THE INPUT:
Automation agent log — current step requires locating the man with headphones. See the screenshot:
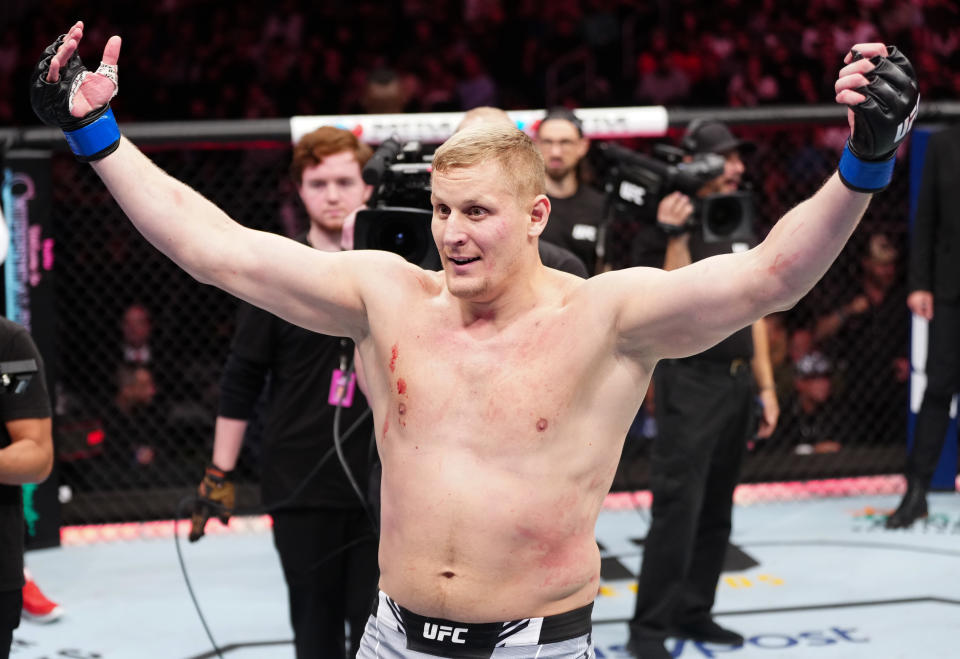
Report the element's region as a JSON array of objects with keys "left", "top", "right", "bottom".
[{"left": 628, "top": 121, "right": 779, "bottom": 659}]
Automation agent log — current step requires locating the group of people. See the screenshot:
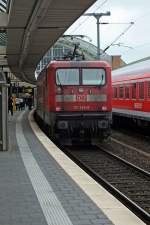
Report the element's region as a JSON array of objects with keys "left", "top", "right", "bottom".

DIRECTIONS: Update the material so that every "screenshot" becomes "photo" and nothing else changes. Leave the pictures out of your answer.

SOLUTION FOR THIS PROBLEM:
Automation agent log — current step requires locating the man with headphones. See the photo:
Report the element's region as a JSON array of objects with keys "left", "top", "right", "bottom".
[{"left": 628, "top": 121, "right": 779, "bottom": 659}]
Automation agent log — current step requires locating the group of people. See the photo:
Report the element's region as a JSON array of objects with keys "left", "top", "right", "bottom".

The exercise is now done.